== DOCUMENT EXCERPT ==
────────────────

Margins are likely to be impacted by continuing inflation, oil price volatility and raising payroll costs.

The Indian economy though inherently stronger than most other countries, continues to face uncertainty and volatility because of the adverse macro economic scenario in global markets.

However, the long term outlook for the industry appears to be bright despite short term concerns.

DIRECTORS' RESPONSIBILITY STATEMENT :

In accordance with Section 217(2AA) of the Companies Act, 1956, the Directors of the Company hereby state that:

- In the preparation of the Annual Accounts, the applicable accounting standards have been followed and that there are no material departures.

- The Directors had, in consultation with the Statutory Auditors, selected such accounting policies and applied them consistently and made judgments and estimates that are reasonable and prudent so as to give a true and fair view of the state of affairs of the Company as at March 31, 2011 and of the profit of the Company for that year.

- The Directors had taken proper and sufficient care for the maintenance of adequate accounting records in accordance with the provisions of the Companies Act for safeguarding the assets of the Company and for preventing and detecting fraud and other irregularities, to the best of knowledge and ability of the Directors.

────────────────

== SUPPLIED ENTRIES ==

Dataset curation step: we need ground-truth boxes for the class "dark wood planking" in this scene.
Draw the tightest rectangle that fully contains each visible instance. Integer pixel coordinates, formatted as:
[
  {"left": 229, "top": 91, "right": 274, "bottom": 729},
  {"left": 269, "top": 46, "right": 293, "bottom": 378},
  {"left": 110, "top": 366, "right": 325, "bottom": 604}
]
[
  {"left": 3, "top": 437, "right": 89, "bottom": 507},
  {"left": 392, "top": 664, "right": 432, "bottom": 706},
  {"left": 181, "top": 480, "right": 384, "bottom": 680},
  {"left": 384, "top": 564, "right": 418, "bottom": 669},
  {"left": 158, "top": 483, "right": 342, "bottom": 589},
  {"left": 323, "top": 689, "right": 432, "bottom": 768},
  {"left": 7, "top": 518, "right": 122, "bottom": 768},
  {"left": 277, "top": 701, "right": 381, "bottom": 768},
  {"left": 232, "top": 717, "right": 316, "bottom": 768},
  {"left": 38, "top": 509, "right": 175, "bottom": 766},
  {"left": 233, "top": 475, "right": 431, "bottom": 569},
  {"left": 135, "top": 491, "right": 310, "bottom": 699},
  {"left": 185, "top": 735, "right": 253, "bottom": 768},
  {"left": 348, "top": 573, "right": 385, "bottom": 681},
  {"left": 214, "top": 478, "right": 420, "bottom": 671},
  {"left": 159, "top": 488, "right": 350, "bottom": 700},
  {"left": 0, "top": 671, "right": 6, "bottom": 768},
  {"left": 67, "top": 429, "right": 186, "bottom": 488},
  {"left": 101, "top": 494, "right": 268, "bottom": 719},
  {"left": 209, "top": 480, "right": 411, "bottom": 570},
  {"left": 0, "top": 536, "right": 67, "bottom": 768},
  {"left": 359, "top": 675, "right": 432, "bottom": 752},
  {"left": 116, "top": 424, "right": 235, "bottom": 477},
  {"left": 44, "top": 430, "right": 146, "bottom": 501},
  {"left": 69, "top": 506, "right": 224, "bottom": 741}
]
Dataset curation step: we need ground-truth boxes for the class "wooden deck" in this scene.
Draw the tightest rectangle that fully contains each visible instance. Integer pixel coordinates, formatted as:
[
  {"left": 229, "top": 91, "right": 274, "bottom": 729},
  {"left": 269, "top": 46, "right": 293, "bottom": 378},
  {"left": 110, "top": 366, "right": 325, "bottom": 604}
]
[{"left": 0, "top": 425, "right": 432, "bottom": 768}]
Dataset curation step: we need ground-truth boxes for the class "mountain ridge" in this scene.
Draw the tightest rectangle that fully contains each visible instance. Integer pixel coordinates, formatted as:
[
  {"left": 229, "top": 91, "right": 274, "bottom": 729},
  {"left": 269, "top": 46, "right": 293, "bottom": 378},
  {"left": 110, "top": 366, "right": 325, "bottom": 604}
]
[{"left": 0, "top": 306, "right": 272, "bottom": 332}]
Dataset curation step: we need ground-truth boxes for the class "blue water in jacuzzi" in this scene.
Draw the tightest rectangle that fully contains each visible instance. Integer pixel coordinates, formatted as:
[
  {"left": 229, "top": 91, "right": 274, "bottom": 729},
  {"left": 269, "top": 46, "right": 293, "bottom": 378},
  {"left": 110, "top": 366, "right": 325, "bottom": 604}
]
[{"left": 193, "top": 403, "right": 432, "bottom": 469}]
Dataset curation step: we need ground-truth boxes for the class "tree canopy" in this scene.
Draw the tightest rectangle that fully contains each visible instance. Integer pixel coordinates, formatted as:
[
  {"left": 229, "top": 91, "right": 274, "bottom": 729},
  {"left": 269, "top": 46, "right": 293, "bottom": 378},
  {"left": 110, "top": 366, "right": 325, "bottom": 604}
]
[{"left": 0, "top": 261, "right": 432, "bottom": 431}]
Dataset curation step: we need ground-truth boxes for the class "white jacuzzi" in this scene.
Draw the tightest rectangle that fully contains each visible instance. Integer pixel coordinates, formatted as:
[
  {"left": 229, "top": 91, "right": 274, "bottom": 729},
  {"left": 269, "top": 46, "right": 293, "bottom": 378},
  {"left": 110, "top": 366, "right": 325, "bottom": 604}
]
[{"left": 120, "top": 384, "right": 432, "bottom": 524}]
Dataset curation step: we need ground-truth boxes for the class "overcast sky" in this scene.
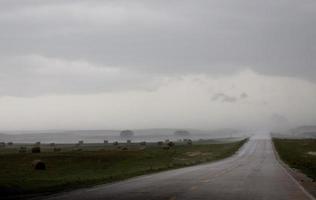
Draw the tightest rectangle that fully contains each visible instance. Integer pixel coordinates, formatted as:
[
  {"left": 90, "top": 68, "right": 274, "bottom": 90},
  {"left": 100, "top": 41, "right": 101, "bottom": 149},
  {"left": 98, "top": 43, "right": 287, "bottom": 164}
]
[{"left": 0, "top": 0, "right": 316, "bottom": 130}]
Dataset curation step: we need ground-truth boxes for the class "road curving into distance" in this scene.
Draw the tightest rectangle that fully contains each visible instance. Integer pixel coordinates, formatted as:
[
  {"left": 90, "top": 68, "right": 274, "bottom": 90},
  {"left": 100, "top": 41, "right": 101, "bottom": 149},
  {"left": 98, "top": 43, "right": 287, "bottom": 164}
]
[{"left": 45, "top": 134, "right": 314, "bottom": 200}]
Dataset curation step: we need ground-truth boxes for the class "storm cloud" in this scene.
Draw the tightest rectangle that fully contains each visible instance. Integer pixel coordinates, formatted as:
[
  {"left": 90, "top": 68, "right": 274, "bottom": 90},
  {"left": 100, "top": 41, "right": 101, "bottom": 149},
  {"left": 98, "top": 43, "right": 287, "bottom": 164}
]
[
  {"left": 0, "top": 0, "right": 316, "bottom": 129},
  {"left": 0, "top": 0, "right": 316, "bottom": 95}
]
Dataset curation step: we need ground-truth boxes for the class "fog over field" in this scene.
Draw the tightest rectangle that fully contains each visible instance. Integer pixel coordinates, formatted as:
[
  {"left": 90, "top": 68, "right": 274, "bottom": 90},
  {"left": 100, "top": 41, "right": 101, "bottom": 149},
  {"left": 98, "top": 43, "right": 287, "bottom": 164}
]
[{"left": 0, "top": 0, "right": 316, "bottom": 134}]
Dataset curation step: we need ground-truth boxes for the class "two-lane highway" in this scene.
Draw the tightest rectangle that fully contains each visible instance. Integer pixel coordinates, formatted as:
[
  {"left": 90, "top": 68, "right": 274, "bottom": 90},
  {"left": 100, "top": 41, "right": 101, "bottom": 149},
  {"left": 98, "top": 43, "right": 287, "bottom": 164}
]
[{"left": 45, "top": 134, "right": 314, "bottom": 200}]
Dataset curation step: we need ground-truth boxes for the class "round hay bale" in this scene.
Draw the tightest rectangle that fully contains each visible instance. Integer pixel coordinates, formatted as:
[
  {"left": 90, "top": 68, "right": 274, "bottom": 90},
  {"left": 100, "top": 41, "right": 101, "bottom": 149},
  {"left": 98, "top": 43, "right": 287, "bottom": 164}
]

────────────────

== ACTIONS TO TAKE ==
a) According to the directors' statement excerpt, why does the Indian economy continue to face uncertainty and volatility?
b) Rewrite everything from "However, the long" down to "no material departures." in the directors' statement excerpt, replacing "industry" with "sector".
c) List the factors that the directors' statement excerpt says are likely to impact margins.
The items come from a separate source.

== ANSWERS PER TASK ==
a) The Indian economy continues to face uncertainty and volatility because of the adverse macroeconomic scenario in global markets. This is true even though it is inherently stronger than most other countries.

b)
However, the long term outlook for the sector appears to be bright despite short term concerns.

DIRECTORS' RESPONSIBILITY STATEMENT :

In accordance with Section 217(2AA) of the Companies Act, 1956, the Directors of the Company hereby state that:

- In the preparation of the Annual Accounts, the applicable accounting standards have been followed and that there are no material departures.

c)
- continuing inflation
- oil price volatility
- raising payroll costs